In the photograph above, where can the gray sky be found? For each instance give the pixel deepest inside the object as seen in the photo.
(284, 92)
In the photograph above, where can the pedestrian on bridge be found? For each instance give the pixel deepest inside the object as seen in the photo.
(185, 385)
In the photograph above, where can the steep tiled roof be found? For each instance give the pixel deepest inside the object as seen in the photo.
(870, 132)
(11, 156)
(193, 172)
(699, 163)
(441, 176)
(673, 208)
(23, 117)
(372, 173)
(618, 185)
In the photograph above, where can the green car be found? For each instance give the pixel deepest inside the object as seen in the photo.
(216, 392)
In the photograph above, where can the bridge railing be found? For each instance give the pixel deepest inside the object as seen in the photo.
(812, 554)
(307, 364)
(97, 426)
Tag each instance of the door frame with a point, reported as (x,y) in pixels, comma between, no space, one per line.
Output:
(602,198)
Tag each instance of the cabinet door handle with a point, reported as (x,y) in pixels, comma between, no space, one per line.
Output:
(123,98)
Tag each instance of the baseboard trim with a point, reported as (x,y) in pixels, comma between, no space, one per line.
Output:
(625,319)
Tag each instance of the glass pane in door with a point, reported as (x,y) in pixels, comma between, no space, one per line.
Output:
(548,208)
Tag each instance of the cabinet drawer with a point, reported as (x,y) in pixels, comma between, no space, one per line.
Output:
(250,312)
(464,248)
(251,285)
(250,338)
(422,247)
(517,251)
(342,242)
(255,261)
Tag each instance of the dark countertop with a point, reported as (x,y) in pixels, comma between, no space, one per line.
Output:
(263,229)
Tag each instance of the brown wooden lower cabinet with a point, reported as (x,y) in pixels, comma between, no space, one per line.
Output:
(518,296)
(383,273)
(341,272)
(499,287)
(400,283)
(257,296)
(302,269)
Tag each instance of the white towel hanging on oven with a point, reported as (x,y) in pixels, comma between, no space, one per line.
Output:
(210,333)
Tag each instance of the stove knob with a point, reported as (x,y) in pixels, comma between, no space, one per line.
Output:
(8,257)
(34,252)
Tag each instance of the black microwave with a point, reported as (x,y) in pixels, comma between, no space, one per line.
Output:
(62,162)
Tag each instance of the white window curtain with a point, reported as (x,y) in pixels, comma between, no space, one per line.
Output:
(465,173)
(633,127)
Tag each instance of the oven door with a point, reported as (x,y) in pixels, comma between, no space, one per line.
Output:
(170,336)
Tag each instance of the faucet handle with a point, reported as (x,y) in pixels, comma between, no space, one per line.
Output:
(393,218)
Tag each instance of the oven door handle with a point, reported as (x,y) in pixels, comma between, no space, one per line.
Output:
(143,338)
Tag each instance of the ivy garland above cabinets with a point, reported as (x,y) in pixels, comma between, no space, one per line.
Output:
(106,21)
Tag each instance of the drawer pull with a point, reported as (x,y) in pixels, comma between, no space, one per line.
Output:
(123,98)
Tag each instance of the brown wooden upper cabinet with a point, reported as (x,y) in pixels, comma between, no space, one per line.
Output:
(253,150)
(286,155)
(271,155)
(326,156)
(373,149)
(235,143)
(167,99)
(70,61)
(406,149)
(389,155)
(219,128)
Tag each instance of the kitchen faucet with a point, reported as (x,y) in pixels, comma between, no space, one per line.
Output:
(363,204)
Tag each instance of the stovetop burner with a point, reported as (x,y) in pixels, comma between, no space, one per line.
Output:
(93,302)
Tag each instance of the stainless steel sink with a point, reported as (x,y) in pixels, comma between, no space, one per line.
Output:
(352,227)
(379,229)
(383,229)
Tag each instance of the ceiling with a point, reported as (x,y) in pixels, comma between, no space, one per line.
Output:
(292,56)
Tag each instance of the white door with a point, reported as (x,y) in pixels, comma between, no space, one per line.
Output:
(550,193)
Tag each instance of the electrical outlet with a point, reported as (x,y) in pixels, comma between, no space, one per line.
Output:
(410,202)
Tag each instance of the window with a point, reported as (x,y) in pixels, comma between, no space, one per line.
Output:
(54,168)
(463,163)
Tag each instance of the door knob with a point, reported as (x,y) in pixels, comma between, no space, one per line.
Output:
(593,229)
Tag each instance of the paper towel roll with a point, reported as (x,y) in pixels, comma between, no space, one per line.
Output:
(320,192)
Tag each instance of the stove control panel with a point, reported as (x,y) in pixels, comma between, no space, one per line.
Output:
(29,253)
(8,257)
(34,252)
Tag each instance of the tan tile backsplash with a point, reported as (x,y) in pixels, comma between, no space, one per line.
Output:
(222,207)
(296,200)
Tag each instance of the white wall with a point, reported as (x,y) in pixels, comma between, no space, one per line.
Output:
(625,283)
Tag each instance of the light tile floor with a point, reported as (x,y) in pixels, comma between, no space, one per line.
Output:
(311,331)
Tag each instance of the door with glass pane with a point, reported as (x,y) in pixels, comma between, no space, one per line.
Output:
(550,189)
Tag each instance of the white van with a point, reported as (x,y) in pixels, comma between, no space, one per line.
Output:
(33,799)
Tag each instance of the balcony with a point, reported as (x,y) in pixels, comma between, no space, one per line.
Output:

■ **Exercise description**
Repeat the whole listing exactly. Leave nothing out.

■ **Written solution**
In the photograph above, where can the gray sky be found? For each instance give the pixel deepest inside the object as seen in the photo.
(284, 92)
In the photograph above, where can the pedestrian on bridge be found? For each instance give the pixel deepest inside the object as seen in the photo.
(185, 385)
In the photograph above, where can the steep tiled roof be found? For each instance give the pixel deepest inside the object as seen in the photo.
(870, 132)
(11, 156)
(193, 172)
(699, 163)
(441, 176)
(673, 208)
(23, 117)
(372, 173)
(618, 185)
In the photograph above, where can the green car be found? For each instance give the pixel deepest inside the object as seen in the photo.
(216, 392)
In the photograph above, where can the bridge railing be found? For each instance give the pixel deepest inside the object as seen in the photo.
(812, 554)
(307, 364)
(97, 426)
Tag each instance of the door frame with a point, reported as (x,y) in pixels, comma between, no space, one per line.
Output:
(602,198)
Tag each instance of the cabinet door handle with a point, reported as (x,y) in pixels, comma between, no space, one per line.
Output:
(123,98)
Tag each instance of the baseboard trim with a point, reported as (x,y) in pixels, comma between, no space, one per line.
Output:
(625,319)
Tag each instance of the glass pane in door with a point, reported as (x,y) in pixels, comma between, no space, one per line.
Output:
(548,208)
Tag each instance of the cabinet drawer with a point, reported as (x,y) in pixels, comma between, no space, one per line.
Output:
(250,312)
(464,248)
(251,285)
(250,338)
(422,247)
(517,251)
(342,242)
(255,261)
Tag each instance of the dark countertop with a point, reported as (x,y) in pixels, comma between, no space, one per line.
Output:
(263,229)
Tag each instance of the brown wooden lower cabinet with a point, reported as (x,y) in pixels, comma between, no space, one per line.
Output:
(518,296)
(383,273)
(341,272)
(499,287)
(400,283)
(257,296)
(302,269)
Tag each instance of the white towel hanging on oven with a point, reported as (x,y) in pixels, comma between, no space, one per line.
Output:
(210,333)
Tag each instance of the stove knob with a point, reported as (x,y) in pixels, comma between, no space, one per line.
Output:
(8,257)
(34,252)
Tag each instance of the black microwave with a point, reported as (x,y) in pixels, comma between, no space, one per line.
Output:
(62,162)
Tag each instance of the white window curtain with a point, reported as (x,y) in pixels, comma between, no space, one per line.
Output:
(465,173)
(633,127)
Tag each instance of the oven door with a point, reported as (x,y) in pixels, comma between, no space, one per line.
Output:
(170,336)
Tag each instance of the faucet handle with a point, reported as (x,y) in pixels, comma between, no space, one per line.
Output:
(393,218)
Tag each instance of the oven door handle with a point, reported as (x,y) in pixels, comma between, no space, one per line.
Output:
(143,338)
Tag each instance of the ivy garland above cabinets with a point, reported as (x,y) in pixels, comma between, no space, one per line.
Output:
(106,21)
Tag each instance of the drawer pull with a point, reported as (x,y) in pixels, comma between, no space, one per line.
Output:
(123,98)
Tag each instance of the brown wooden upper cabinet with a point, reported as (x,y) in pixels, comma between, no space, one per line.
Output:
(253,150)
(286,155)
(271,155)
(326,156)
(373,149)
(235,143)
(167,99)
(70,61)
(406,149)
(389,155)
(219,128)
Tag each instance of the kitchen faucet with a point, reported as (x,y) in pixels, comma between, no space, one per line.
Output:
(363,204)
Tag each instance of the stovetop burner with a point, reported as (x,y) in pixels, comma between, no space, one per line.
Output:
(93,302)
Tag each instance of the stainless steel sink with a point, reported as (x,y) in pixels, comma between, no space, one per line.
Output:
(352,227)
(379,229)
(383,229)
Tag each instance of the ceiling with a point, reported as (x,y) in pixels, comma between, no space, one per line.
Output:
(292,56)
Tag each instance of the white door with a point, reported as (x,y) in pixels, comma between, no space, one per line.
Output:
(550,193)
Tag each instance of the electrical outlet with a point, reported as (x,y) in pixels, comma between, no space, one per line.
Output:
(410,202)
Tag each instance of the window with a point, reported as (x,y) in pixels, comma between, no space, one per line.
Output:
(54,168)
(463,163)
Tag each instance of the door knob with a point, reported as (x,y) in pixels, comma between, no space, one per line.
Output:
(593,229)
Tag each instance of the paper towel roll with a point, reported as (x,y) in pixels, comma between, no space, one per line.
Output:
(320,192)
Tag each instance of the stove control panel with a point, reported as (x,y) in pixels, comma between, no space, one per line.
Output:
(29,253)
(8,257)
(34,252)
Tag each instance of the tan tile backsplash with a point, reported as (x,y) in pixels, comma between, no space, one per line.
Output:
(222,207)
(296,200)
Tag each instance of the white wall with a point, reported as (x,y) in pixels, comma between, no space, one per line.
Output:
(625,283)
Tag each instance of the light tile floor with a point, reported as (x,y) in pixels, comma between, no space, one per line.
Output:
(311,331)
Tag each instance of the door with glass pane with a point, reported as (x,y) in pixels, comma between, no space, one per line.
Output:
(550,189)
Tag each instance of the white van with a point, reported as (x,y) in pixels, comma between, no space, one per line.
Output:
(33,799)
Tag each instance of the balcony with a point, reported as (x,y) in pixels, comma between, no space, one per line.
Output:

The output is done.